HOW TO COMPLETE THIS TASK ▸ Copy the records exactly. Include every line.

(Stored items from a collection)
=== Begin Enclosure ===
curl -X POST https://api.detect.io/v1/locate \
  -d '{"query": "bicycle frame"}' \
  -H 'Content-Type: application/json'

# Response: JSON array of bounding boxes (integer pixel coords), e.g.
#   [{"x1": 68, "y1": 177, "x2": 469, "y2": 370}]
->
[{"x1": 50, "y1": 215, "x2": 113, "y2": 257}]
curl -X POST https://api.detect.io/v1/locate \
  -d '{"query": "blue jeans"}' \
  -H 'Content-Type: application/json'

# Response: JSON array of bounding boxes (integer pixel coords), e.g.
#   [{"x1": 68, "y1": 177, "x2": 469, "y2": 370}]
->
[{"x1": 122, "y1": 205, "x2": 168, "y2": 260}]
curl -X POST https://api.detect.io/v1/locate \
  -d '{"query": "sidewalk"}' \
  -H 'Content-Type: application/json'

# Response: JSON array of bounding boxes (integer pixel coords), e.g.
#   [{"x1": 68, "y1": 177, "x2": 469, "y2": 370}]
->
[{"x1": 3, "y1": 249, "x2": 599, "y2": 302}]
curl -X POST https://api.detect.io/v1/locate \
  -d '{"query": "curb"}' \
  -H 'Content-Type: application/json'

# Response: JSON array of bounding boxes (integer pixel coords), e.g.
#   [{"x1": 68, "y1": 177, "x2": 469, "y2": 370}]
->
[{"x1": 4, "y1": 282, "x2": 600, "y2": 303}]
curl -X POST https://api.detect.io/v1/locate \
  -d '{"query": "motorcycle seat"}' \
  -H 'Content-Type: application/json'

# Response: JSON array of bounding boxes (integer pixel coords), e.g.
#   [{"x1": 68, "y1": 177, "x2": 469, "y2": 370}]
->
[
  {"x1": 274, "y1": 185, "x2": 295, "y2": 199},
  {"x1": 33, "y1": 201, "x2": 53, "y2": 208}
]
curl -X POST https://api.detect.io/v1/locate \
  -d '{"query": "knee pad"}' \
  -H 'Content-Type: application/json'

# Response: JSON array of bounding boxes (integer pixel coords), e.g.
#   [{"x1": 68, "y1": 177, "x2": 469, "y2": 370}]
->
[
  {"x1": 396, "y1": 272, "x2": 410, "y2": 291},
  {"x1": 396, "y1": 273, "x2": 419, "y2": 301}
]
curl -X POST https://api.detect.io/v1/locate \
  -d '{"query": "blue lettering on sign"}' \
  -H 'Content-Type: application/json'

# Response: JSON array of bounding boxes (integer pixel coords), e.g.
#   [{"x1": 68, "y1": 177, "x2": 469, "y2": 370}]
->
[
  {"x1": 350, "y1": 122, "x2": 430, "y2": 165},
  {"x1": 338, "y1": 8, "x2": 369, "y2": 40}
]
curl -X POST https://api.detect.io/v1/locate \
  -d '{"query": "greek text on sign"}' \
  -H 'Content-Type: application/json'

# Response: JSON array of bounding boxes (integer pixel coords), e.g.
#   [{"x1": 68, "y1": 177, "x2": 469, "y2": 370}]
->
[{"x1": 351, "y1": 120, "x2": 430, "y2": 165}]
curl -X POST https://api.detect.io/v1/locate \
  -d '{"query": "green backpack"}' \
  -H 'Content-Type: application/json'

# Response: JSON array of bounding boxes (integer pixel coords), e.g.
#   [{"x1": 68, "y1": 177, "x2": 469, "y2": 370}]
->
=== End Enclosure ===
RESPONSE BOX ▸
curl -X POST https://api.detect.io/v1/locate \
  -d '{"query": "bicycle frame"}' \
  -H 'Content-Type: application/json'

# Response: JSON array of bounding boxes (integer pixel coords), e.g.
#   [{"x1": 68, "y1": 177, "x2": 469, "y2": 370}]
->
[{"x1": 50, "y1": 215, "x2": 113, "y2": 257}]
curl -X POST https://api.detect.io/v1/locate \
  -d '{"query": "blue jeans"}' \
  -H 'Content-Type: application/json'

# Response: JSON array of bounding boxes (integer pixel coords), e.g.
#   [{"x1": 68, "y1": 177, "x2": 469, "y2": 370}]
->
[{"x1": 122, "y1": 205, "x2": 168, "y2": 260}]
curl -X POST https://api.detect.io/v1/locate \
  -d '{"query": "sidewalk"}' \
  -H 'Content-Type: application/json'

# Response: JSON array of bounding boxes (integer pixel coords), e.g.
#   [{"x1": 68, "y1": 177, "x2": 469, "y2": 370}]
->
[{"x1": 3, "y1": 249, "x2": 599, "y2": 302}]
curl -X POST https://api.detect.io/v1/locate \
  -d '{"query": "curb"}' \
  -H 'Content-Type: application/json'

# Response: JSON array of bounding boxes (integer pixel coords), e.g.
#   [{"x1": 68, "y1": 177, "x2": 469, "y2": 370}]
->
[{"x1": 4, "y1": 282, "x2": 600, "y2": 303}]
curl -X POST https://api.detect.io/v1/locate \
  -d '{"query": "motorcycle seat"}' \
  -H 'Content-Type: application/json'

# Response: JSON array of bounding boxes (integer pixel coords), e.g.
#   [{"x1": 68, "y1": 177, "x2": 469, "y2": 370}]
->
[
  {"x1": 274, "y1": 185, "x2": 295, "y2": 199},
  {"x1": 33, "y1": 201, "x2": 53, "y2": 208}
]
curl -X POST https://api.detect.io/v1/locate \
  -d '{"query": "knee pad"}' \
  -H 'Content-Type: application/json'

# Response: JSON array of bounding boxes (integer pixel coords), e.g.
#   [{"x1": 68, "y1": 177, "x2": 469, "y2": 370}]
->
[
  {"x1": 396, "y1": 272, "x2": 410, "y2": 291},
  {"x1": 396, "y1": 273, "x2": 419, "y2": 301}
]
curl -X POST https://api.detect.io/v1/locate \
  -d '{"query": "blue lettering on sign"}' \
  -H 'Content-Type: application/json'

# Response: JSON array of bounding boxes (integer pixel coords), e.g.
#   [{"x1": 68, "y1": 177, "x2": 469, "y2": 370}]
->
[
  {"x1": 350, "y1": 122, "x2": 430, "y2": 165},
  {"x1": 338, "y1": 8, "x2": 369, "y2": 40}
]
curl -X POST https://api.detect.io/v1/locate \
  -d '{"query": "greek text on sign"}' \
  -H 'Content-Type: application/json'

# Response: JSON array of bounding boxes (integer pixel coords), e.g.
#   [{"x1": 68, "y1": 177, "x2": 469, "y2": 370}]
->
[{"x1": 351, "y1": 120, "x2": 430, "y2": 165}]
curl -X POST https://api.detect.io/v1/locate \
  -d '{"query": "green backpack"}' \
  -H 'Content-Type: application/json'

# Response: JSON array of bounding boxes (integer pixel coords), e.g.
#   [{"x1": 68, "y1": 177, "x2": 469, "y2": 370}]
->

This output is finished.